**Your task**
Reproduce the data exactly and drop any pictures it holds.

— start Given records —

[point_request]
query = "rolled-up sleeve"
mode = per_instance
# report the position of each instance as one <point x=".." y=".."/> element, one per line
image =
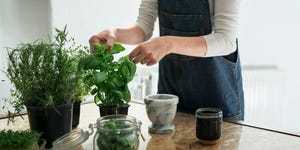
<point x="147" y="17"/>
<point x="222" y="41"/>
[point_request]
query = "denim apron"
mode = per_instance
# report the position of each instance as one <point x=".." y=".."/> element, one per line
<point x="198" y="82"/>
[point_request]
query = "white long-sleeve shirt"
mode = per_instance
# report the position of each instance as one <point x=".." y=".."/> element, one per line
<point x="224" y="17"/>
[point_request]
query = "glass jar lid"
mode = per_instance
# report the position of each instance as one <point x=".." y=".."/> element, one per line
<point x="71" y="140"/>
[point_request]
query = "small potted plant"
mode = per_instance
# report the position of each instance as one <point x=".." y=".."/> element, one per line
<point x="81" y="88"/>
<point x="19" y="140"/>
<point x="44" y="78"/>
<point x="109" y="78"/>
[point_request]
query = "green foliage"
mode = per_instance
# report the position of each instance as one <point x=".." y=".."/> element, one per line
<point x="44" y="73"/>
<point x="108" y="78"/>
<point x="18" y="140"/>
<point x="112" y="136"/>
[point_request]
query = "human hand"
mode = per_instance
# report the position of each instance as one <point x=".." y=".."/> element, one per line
<point x="105" y="37"/>
<point x="151" y="52"/>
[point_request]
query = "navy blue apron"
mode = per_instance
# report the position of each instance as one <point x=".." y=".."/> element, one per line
<point x="198" y="82"/>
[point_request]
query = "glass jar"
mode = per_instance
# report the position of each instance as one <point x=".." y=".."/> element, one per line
<point x="116" y="132"/>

— end Given records —

**Output for this exercise**
[point_request]
query = "rolled-up sleeve"
mode = per_instance
# report the position of each instance as one <point x=".." y=".."/> element, one per line
image =
<point x="147" y="17"/>
<point x="222" y="41"/>
[point_request]
query = "denim apron"
mode = per_instance
# report the position of each instance as one <point x=".." y=".."/> element, one per line
<point x="198" y="82"/>
[point_request]
query = "white long-sleeve shirt"
mode = per_instance
# report the position of each instance as one <point x=".." y=".."/> element, one per line
<point x="224" y="17"/>
[point_request]
query = "glass jar lid"
mode = per_instance
# report the position of each instance as one <point x=".." y=".."/> element, one per line
<point x="71" y="140"/>
[point_request]
query = "small potted plant"
mode = per_instance
# report the position of each instance as one <point x=".." y=".."/> element, one per line
<point x="81" y="88"/>
<point x="19" y="140"/>
<point x="44" y="78"/>
<point x="109" y="78"/>
[point_request]
query = "green foliage"
mode = per_instance
# report the position of each instance as one <point x=".." y=".."/> element, one per line
<point x="44" y="73"/>
<point x="108" y="78"/>
<point x="18" y="140"/>
<point x="112" y="136"/>
[point_request]
query = "human hand"
mode = per_instance
# report the position of each instance as one <point x=".." y=".."/> element, one per line
<point x="105" y="37"/>
<point x="151" y="52"/>
[point_request]
query = "navy blue apron"
mode = per_instance
# report the position of each instance as one <point x=".." y=".."/> element, one per line
<point x="198" y="82"/>
[point_request]
query = "glass jar"
mode = per_instance
# report the position of each instance as one <point x=".." y=".."/> element, one per line
<point x="116" y="132"/>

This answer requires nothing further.